● **Document passage**:
================

Because of increased T₁ at 7T, ViSTa timings have been modified. The optimal inversion timing that satisfied the condition was TI₁/TI₂/TD=1248/388/1287ms. The resulting transverse magnetization is shown in Fig. 1B. The double inversion pulse enabled signal suppression over a wide range of long T₁. When the T₂* spectra were investigated (Fig. 2), both ROIs show that the signal is predominately from the short T₂* in the range of myelin water(< 20ms). This suggests that the ViSTa signal at 7T is from myelin water.

Figure 3 shows a quantitative ViSTa aMWF map. It reveals higher MWFs in CC, OR, SCC, GCC, SLF, and IC areas. This map shows a similar (but smaller) MWF distribution to a conventional MWF map^[6] and ViSTa aMWF map using 3T^[4]. Venous in-flow is noticeable in the ViSTa image (red arrows).

================

● **Supplied information**:
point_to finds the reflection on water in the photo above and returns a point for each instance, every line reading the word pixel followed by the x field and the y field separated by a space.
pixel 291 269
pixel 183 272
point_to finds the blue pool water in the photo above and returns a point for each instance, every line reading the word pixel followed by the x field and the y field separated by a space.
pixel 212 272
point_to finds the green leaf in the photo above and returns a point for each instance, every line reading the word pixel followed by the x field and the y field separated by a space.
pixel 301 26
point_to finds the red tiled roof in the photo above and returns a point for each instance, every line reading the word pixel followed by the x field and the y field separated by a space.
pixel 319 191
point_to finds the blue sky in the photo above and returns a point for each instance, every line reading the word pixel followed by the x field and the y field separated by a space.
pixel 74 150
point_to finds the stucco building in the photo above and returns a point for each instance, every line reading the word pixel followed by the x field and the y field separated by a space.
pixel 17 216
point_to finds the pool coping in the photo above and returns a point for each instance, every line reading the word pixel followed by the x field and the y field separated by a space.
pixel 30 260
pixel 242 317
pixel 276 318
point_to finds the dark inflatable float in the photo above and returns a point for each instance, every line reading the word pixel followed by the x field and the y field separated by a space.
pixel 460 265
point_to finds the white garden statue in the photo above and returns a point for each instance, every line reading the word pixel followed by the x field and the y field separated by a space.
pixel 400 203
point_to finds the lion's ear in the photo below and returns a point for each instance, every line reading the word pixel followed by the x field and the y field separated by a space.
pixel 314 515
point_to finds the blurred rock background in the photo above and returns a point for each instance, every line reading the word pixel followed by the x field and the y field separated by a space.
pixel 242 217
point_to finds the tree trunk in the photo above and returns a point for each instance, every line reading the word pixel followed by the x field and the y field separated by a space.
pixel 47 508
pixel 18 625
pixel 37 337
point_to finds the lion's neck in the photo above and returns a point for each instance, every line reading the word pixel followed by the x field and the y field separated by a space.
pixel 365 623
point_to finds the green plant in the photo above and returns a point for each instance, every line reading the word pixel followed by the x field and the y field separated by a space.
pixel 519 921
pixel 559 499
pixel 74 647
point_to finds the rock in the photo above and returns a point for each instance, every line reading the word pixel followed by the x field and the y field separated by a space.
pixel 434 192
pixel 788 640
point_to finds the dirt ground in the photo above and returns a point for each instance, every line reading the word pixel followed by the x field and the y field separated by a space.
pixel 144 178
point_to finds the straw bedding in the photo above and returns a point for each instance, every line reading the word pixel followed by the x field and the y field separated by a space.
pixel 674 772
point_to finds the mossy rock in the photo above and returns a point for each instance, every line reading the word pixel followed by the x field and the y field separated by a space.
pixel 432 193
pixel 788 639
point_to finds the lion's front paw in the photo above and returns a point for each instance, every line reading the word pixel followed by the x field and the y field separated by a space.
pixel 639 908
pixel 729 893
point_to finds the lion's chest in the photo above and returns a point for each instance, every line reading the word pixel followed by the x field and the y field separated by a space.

================

● **Activity A**:
From the passage on ViSTa imaging at 7T, list every area named as showing higher MWFs in the quantitative aMWF map.
● **Activity B**:
Reproduce word for word the portion of the passage on ViSTa imaging at 7T that begins with the words containing "Figure 3 shows" and ends with "image (red arrows).".

● **Exercise answer A**:
CC, OR, SCC, GCC, SLF, IC

● **Exercise answer B**:
Figure 3 shows a quantitative ViSTa aMWF map. It reveals higher MWFs in CC, OR, SCC, GCC, SLF, and IC areas. This map shows a similar (but smaller) MWF distribution to a conventional MWF map^[6] and ViSTa aMWF map using 3T^[4]. Venous in-flow is noticeable in the ViSTa image (red arrows).